The task:
Copy out every line of the material below word for word, leaving out the pictures.

Dataset rows:
^^^^^^^^^^^^^^^^

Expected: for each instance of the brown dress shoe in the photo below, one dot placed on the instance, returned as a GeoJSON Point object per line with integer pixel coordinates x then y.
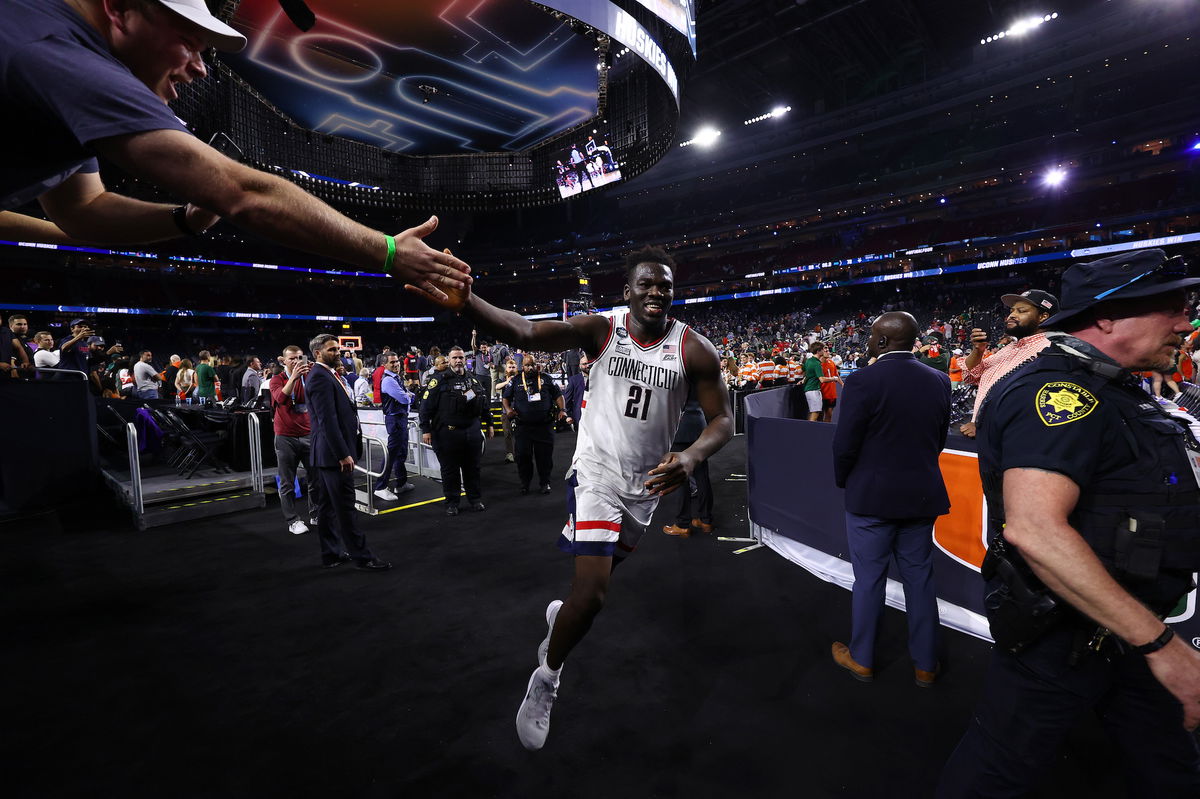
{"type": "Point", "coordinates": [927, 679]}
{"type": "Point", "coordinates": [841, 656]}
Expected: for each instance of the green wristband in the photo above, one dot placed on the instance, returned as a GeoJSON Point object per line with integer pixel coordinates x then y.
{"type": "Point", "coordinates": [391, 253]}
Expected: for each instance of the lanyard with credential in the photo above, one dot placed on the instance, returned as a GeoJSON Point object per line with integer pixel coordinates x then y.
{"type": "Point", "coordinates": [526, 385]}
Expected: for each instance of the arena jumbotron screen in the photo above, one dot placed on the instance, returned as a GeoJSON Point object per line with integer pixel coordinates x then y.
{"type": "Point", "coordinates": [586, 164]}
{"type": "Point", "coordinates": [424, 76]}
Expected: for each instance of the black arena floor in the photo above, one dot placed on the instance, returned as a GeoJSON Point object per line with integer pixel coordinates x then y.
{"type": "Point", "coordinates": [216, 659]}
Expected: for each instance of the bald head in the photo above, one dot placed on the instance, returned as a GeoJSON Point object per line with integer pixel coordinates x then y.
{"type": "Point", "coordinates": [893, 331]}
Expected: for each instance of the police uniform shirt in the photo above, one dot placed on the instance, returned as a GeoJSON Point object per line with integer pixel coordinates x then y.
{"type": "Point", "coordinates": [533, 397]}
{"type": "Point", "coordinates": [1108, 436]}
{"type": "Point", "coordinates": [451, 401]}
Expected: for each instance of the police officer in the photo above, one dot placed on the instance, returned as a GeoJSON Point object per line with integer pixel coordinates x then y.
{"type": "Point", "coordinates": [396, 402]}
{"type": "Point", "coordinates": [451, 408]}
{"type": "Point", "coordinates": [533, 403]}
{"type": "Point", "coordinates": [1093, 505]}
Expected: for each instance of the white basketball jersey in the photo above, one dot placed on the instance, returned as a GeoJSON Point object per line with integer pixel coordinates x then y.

^^^^^^^^^^^^^^^^

Complete answer:
Expected: for each instance of the brown dress shoe in the photo below, one dot placed on the instance, returned as a GeoJSON Point object per line with integer pixel coordinates x then y.
{"type": "Point", "coordinates": [927, 679]}
{"type": "Point", "coordinates": [841, 656]}
Expected: for each instance of the green wristband in the photo above, one dot placed on the instance, returned as a GeoJSON Point object per line with integer pixel coordinates x then y.
{"type": "Point", "coordinates": [391, 253]}
Expected: for each instance of the lanyard with credential in the photo above, one dot placed on the instance, returned as a GeoJSON Point object per line with integer pixel coordinates x then y.
{"type": "Point", "coordinates": [526, 385]}
Expected: for each instance of the arena jumbotron screen in the photo above, one dot placed on the instance, returned as a GeoJSON Point object per line with integer pixel coordinates x then y.
{"type": "Point", "coordinates": [586, 164]}
{"type": "Point", "coordinates": [424, 76]}
Expected: for each instance of the black arena floor in the photo above, one dot placed on the instance, returned as a GeoJSON Point object per line with integer pixel coordinates x then y.
{"type": "Point", "coordinates": [216, 659]}
Expected: for each instance of the bald head in the photo above, one dot placed on the instance, returned as a GeoJSON Point object per line with integer pixel coordinates x then y.
{"type": "Point", "coordinates": [893, 331]}
Expected: for each instance of the police uniform shirt in the photo above, one dot placed on the instance, returned as a GeoJSON Point object per line with integer pixel coordinates x then y.
{"type": "Point", "coordinates": [533, 397]}
{"type": "Point", "coordinates": [1108, 436]}
{"type": "Point", "coordinates": [451, 401]}
Expected: for each instance of the police officer in the photo above, one dot placed on the instance, returned as a GeoJSON Point object per line with integer pixel coordinates x then y.
{"type": "Point", "coordinates": [396, 402]}
{"type": "Point", "coordinates": [451, 408]}
{"type": "Point", "coordinates": [533, 403]}
{"type": "Point", "coordinates": [1093, 505]}
Expected: for each instance of the white basketball jersey in the photo above, one dot placed on the instance, returned as a GeoJSON Point object per line with integer pixel coordinates x then y.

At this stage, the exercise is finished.